### DIRECTION
In the listing below, locate the line containing "Query: grass lawn"; reproduce that line and all lines that follow it, unchanged.
START
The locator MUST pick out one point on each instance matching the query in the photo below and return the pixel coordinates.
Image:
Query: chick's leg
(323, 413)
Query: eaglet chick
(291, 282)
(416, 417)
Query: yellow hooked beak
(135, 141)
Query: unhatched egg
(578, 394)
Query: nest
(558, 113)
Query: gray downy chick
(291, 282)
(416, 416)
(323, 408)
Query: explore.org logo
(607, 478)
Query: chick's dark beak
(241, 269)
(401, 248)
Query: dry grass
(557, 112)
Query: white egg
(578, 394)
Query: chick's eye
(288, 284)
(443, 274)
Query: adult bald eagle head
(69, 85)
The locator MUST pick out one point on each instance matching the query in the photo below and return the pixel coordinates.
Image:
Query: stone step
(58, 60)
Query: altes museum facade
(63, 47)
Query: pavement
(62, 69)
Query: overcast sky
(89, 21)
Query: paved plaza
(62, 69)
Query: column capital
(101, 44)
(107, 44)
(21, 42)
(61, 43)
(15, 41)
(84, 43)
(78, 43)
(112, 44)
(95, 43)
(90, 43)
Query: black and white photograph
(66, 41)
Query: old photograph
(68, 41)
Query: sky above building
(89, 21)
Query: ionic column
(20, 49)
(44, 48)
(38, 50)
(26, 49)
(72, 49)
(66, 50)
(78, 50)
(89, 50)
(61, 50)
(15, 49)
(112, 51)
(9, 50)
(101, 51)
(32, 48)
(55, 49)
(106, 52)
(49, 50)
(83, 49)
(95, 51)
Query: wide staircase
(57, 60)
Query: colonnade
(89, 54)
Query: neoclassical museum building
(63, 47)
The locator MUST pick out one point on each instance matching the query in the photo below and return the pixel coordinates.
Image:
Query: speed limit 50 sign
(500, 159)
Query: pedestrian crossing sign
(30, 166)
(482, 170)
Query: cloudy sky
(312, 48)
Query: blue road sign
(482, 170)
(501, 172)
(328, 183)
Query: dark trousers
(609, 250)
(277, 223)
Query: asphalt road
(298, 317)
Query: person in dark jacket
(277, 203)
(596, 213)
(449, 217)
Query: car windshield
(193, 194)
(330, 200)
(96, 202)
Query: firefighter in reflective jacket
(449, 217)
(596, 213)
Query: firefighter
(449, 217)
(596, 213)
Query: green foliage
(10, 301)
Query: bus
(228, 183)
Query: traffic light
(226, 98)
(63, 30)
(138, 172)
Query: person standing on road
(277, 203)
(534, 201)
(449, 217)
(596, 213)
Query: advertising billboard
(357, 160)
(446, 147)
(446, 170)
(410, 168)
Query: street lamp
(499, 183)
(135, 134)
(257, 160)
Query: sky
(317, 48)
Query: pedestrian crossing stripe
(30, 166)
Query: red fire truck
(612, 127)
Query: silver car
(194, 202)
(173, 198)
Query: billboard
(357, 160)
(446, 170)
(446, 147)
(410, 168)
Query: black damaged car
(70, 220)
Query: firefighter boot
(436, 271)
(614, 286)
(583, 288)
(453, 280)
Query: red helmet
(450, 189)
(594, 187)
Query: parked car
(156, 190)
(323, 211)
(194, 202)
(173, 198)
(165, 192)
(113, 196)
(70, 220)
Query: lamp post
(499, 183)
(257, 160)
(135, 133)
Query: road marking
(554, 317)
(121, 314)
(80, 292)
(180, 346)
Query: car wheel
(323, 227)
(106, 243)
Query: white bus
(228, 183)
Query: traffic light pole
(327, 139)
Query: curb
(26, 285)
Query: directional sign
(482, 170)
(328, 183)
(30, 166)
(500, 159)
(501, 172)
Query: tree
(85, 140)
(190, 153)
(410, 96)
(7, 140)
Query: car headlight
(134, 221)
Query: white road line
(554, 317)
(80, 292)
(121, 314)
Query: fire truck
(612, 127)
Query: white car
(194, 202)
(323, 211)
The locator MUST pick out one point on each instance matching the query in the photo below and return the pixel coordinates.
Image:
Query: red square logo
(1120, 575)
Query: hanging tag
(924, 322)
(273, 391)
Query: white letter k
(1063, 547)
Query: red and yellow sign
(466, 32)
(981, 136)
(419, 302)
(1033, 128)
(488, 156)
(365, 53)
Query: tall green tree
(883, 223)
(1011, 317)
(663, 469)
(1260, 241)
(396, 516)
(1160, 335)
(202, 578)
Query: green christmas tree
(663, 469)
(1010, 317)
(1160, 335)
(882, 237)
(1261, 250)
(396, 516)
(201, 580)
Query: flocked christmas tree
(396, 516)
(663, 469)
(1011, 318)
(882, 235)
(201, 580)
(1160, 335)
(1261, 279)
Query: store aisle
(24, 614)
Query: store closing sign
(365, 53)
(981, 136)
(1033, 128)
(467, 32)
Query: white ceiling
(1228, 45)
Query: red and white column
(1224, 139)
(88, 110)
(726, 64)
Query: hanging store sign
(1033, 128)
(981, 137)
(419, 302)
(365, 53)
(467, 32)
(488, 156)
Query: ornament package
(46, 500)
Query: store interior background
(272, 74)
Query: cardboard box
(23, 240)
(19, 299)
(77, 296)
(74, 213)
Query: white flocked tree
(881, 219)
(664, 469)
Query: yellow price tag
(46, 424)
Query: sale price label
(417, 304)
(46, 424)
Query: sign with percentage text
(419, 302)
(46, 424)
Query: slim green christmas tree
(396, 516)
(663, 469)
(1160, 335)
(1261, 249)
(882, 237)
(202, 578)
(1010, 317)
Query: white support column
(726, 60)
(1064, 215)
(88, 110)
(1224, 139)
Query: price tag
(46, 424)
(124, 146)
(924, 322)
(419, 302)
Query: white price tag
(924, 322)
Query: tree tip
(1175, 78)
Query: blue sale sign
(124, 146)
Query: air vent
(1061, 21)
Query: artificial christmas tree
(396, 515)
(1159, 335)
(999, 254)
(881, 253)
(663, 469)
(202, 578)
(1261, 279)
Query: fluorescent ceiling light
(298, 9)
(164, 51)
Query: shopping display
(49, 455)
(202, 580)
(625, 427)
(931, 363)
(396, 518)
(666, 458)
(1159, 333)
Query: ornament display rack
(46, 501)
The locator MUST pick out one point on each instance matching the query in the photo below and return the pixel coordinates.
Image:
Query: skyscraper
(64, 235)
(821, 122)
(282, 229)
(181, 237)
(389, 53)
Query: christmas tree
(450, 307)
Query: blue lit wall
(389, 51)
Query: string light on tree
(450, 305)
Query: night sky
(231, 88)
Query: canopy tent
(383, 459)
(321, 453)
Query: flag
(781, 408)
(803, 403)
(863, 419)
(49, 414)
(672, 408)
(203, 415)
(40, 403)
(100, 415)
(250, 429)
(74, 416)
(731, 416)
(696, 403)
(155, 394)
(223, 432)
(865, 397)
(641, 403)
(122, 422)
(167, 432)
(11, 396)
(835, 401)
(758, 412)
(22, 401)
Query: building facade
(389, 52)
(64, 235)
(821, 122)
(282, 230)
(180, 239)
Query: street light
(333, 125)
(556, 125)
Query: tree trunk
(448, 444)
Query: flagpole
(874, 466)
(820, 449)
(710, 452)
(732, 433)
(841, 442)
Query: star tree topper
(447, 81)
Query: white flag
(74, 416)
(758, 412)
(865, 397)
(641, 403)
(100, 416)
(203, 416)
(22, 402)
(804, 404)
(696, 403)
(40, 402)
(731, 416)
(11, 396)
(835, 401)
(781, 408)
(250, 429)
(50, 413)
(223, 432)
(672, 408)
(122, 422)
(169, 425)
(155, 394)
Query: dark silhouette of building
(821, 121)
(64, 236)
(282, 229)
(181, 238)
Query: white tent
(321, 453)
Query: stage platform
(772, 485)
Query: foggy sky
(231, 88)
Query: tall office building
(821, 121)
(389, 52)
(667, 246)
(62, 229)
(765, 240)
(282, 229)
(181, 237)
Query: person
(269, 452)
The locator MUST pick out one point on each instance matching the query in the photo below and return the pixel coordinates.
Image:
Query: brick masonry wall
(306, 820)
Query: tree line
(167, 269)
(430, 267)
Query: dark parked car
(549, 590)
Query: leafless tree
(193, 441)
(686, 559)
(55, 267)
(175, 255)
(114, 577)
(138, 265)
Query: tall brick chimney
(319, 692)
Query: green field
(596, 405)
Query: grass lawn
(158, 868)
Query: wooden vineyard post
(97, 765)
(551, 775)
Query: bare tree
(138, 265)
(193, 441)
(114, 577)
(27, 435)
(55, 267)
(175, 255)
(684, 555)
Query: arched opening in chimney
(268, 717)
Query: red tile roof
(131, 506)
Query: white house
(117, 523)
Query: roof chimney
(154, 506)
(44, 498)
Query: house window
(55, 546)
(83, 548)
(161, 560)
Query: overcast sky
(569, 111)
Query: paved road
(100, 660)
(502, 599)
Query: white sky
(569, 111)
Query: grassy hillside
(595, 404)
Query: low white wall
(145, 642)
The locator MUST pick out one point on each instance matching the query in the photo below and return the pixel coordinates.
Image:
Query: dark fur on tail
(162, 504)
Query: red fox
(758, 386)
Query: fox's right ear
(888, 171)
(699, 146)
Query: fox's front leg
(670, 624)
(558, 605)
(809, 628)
END
### CORRECT RESPONSE
Query: grass lawn
(158, 868)
Query: wooden vineyard post
(97, 765)
(551, 775)
Query: bare tree
(138, 265)
(193, 441)
(114, 577)
(27, 435)
(55, 267)
(175, 255)
(684, 555)
Query: arched opening in chimney
(268, 717)
Query: red tile roof
(131, 506)
Query: white house
(117, 523)
Query: roof chimney
(154, 506)
(44, 498)
Query: house window
(55, 546)
(83, 548)
(161, 560)
Query: overcast sky
(569, 111)
Query: paved road
(100, 660)
(502, 599)
Query: white sky
(569, 111)
Query: grassy hillside
(595, 404)
Query: low white wall
(145, 642)
The locator MUST pick out one point on each instance matching the query in the photo below and return the pixel coordinates.
Image:
Query: dark fur on tail
(162, 504)
Query: red fox
(758, 386)
Query: fox's right ear
(888, 171)
(699, 146)
Query: fox's front leg
(670, 624)
(558, 605)
(809, 628)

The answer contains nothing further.